## Directions:
Every entry below, first to last, should be restated word for word.

## Records provided:

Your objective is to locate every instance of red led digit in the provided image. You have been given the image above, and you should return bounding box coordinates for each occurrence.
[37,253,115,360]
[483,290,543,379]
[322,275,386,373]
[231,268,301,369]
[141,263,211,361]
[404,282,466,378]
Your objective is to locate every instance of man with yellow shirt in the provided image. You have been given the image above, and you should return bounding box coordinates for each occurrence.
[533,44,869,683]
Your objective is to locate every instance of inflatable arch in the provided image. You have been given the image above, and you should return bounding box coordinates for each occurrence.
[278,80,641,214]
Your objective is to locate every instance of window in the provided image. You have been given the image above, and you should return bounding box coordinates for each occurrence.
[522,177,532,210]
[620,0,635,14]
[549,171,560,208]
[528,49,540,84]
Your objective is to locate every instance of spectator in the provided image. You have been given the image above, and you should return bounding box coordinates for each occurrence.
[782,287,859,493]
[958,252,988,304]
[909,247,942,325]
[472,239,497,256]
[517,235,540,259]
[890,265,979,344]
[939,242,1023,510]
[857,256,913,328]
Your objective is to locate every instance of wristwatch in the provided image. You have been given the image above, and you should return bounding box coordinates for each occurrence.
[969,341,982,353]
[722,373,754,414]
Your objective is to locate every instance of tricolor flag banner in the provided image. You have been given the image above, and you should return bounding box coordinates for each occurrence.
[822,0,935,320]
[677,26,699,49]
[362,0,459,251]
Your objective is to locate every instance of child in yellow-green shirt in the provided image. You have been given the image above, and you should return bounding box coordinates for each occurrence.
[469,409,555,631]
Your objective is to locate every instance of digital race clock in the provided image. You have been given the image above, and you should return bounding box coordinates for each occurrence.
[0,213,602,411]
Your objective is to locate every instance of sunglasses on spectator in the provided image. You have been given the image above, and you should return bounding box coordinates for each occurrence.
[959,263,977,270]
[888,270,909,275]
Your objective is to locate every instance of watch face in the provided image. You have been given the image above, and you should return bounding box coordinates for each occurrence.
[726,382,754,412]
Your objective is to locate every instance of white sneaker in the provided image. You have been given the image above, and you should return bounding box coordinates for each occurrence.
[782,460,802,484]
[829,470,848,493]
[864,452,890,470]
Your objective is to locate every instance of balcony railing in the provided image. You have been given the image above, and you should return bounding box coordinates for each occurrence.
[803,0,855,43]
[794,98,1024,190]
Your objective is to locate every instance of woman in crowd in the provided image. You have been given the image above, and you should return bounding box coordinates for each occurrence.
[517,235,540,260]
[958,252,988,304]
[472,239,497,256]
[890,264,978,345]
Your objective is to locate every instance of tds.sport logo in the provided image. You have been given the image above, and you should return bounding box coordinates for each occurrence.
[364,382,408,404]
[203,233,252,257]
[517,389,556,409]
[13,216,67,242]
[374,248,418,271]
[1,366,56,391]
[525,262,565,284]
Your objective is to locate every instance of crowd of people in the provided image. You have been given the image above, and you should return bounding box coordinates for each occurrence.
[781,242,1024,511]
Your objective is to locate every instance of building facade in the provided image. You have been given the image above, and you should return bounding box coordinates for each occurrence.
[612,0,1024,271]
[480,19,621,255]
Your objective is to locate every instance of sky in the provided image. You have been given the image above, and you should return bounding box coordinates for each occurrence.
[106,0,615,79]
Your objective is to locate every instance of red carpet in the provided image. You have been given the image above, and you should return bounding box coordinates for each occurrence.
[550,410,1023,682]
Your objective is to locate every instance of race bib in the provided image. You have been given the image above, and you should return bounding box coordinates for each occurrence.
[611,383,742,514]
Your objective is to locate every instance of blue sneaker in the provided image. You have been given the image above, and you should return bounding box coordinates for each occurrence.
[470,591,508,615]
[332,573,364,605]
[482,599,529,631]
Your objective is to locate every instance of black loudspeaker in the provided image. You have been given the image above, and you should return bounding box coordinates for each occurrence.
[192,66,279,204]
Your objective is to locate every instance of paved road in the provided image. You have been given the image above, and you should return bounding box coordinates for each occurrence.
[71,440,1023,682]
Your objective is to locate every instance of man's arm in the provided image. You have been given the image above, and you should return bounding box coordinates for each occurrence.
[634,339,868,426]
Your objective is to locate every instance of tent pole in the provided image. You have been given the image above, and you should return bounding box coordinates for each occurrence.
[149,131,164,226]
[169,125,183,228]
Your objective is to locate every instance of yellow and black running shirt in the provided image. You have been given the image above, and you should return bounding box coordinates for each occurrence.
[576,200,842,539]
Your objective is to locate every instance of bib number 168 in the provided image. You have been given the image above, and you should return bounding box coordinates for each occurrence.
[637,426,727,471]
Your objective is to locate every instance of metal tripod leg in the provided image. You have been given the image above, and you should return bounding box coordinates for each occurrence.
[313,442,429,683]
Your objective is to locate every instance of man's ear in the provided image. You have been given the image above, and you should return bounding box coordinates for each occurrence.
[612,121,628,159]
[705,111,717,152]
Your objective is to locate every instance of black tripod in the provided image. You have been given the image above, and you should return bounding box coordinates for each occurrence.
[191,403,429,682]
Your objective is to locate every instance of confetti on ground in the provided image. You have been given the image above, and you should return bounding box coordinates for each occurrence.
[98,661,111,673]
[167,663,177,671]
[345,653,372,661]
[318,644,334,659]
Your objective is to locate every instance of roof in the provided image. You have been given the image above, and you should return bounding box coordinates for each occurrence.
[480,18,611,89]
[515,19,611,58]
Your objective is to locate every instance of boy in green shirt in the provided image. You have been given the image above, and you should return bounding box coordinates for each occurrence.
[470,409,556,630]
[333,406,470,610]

## Written answer:
Your objective is to locate every instance of red led digit in the provided image. You have been given the image above, and you should return bounding box coordinates for each occurrence.
[37,253,115,360]
[483,290,543,379]
[322,275,386,373]
[231,268,301,369]
[141,263,211,361]
[404,282,466,378]
Your objective is to locate every instance of man with yellow shirt in the provided image. You have been given the image above, and you should return bounding box coordinates for each occurrence.
[533,44,869,683]
Your objective is to locate every instance of inflatable arch in the provided image. You have been given the image above, and you should return bounding box coordinates for each occurrence.
[278,80,641,214]
Your objective is to locate every instance of window in the provided image. You have been given the image above, and you should return bounding box coordinates for each occurrence.
[522,177,532,210]
[620,0,635,14]
[549,171,560,208]
[528,49,540,84]
Your objective is to locate every instance of spectator in the provided image. You have been given the image above, and you should return bounding box coordinates for each occurrence.
[782,287,859,493]
[958,252,988,304]
[909,247,942,325]
[472,239,497,256]
[517,235,540,259]
[890,265,979,344]
[939,242,1023,510]
[857,256,913,328]
Your objective is to locate every instance of wristwatch in the provided image. You have been given the image above, and you should return bounding box coordinates for each occurrence.
[969,341,982,353]
[722,373,754,414]
Your objective is to locate every instance of tricolor flag banner in the provided image. You have been given the image above, and you should return bounding box coordinates for each occurrence.
[822,0,935,320]
[677,26,699,49]
[362,0,459,251]
Your objective is to locate every instance of child in yellow-green shirt in the provided image. You have been given the image above, and you should return bounding box coordinates for each occurrence.
[469,409,555,631]
Your objective is to locate every instance of digital race clock in the provided image. You have been given the image above, and you should return bounding box coordinates for each occurrence.
[0,213,602,411]
Your objective is to locate every instance of sunglasses on spectator in the provided image. You have been given the image above, and you should return bounding box coordinates for each occurrence.
[959,263,977,270]
[888,270,909,275]
Your objective is to locate every instance of watch face in the provided image. You have been given the image above, and you should return bounding box coordinates for each occurrence.
[726,382,754,412]
Your objective is to locate every instance of white sneaker in the provided image. You have been given the image above, and you should return bounding box coordinates for each occurrence.
[782,460,802,484]
[829,470,848,493]
[864,452,890,470]
Your objective is to locate every instance of balcony railing in the provided image. You have been given the image above, and you should return bounding box coordinates for each occurrence.
[803,0,855,43]
[794,98,1024,190]
Your objective is to locate every instance of woman in crowd in the provided image. You have been given the image above, and you should return bounding box coordinates for each occurrence.
[517,235,540,260]
[958,252,988,304]
[472,239,497,256]
[890,264,978,345]
Your objective is to locate every instance of tds.sport logo in the provided image. You have been given the image above, and you should return bounding box coordinates for each occurrence.
[364,382,408,404]
[203,233,252,257]
[517,389,556,409]
[13,216,67,242]
[374,248,418,271]
[1,366,56,391]
[525,262,565,284]
Your objective is to locate every instance of crowd of people in the provided image. You have been given the image above, and you should return bounding box coordinates for each occurrence.
[781,242,1024,511]
Your objective is to locate every instance of building facade in the provided image. You have been given the image above, and you should return bounding box coordinates for each occurrence.
[612,0,1024,271]
[480,19,621,255]
Your objective is to locate every instance of sky in the provided image. You have been given the image above, and you should return bounding box coordinates for each occurrence.
[106,0,615,79]
Your objective is to locate every instance of red carpet in the provided image. You have been given the image above, and you should return bounding box coordinates for each occurrence.
[550,410,1023,682]
Your objective is to locate every instance of race bib in the provided image. You have been given the image above, and you should return bounding box coordinates for each occurrence.
[611,383,742,514]
Your objective is to locate every instance of blue sneaker in the provided image. You have been given the image above, and you should return bounding box coordinates for each occurrence.
[470,591,508,615]
[332,573,364,605]
[482,599,529,631]
Your objective is to locate every instance of black loudspeaker in the provided image. You have been given the image above, and you should return bounding box coordinates for each occurrence.
[192,66,279,204]
Your objective is to locate every instance of paved road in the provided image. You have been given the image above, and you should return bounding box coordinates for each occurrence.
[71,440,1023,682]
Your objective is to locate every instance of man's arm in the provided image. You have been given the image above, and you should return bounding box coordinates for each occurrence.
[634,339,868,426]
Your objective is to locate every instance of tent pole in the provided image. You have been given the image above, and you should return bounding box coordinates for each occurrence.
[149,131,164,226]
[169,125,183,228]
Your objective is to locate every instance of yellow and black running shirt in the provided image. You have been given the image above, and you should return bounding box coordinates for each occurrence.
[576,200,842,539]
Your objective is to locate every instance of bib number 168 in the provided image. You have been given the image above, and you should return bounding box coordinates for each occurrence.
[637,426,727,471]
Your objective is to locate every instance of metal tripod leg in the provided image. You have been given the image above, and you should return bounding box coordinates for each occurrence.
[313,442,429,683]
Your objective is to locate every instance of man's ear in the provided image. You have been given the image above, and you should return bounding box coordinates for each occurrence.
[612,121,628,159]
[705,111,717,152]
Your objective is to locate every instance of black tripod in the provided image. You have been given the image above, and you should return bounding box coordinates for each occurrence.
[191,403,429,682]
Your objective is to locate every instance of confetti on ground in the provided image. You have been given the image above, and you should return bounding box coordinates for each occurrence.
[98,661,111,673]
[167,663,177,671]
[345,653,372,661]
[318,644,334,659]
Your objective is to locate every instance of roof in the provided image. You have been given the image above, and you should return bounding box coordinates for each occurrence.
[480,18,611,89]
[515,19,611,58]
Your objective is to locate every instance of boy in green shirt in the provided image. You have been given the image above, and you should return bounding box coordinates for each occurrence.
[470,409,556,630]
[333,406,470,610]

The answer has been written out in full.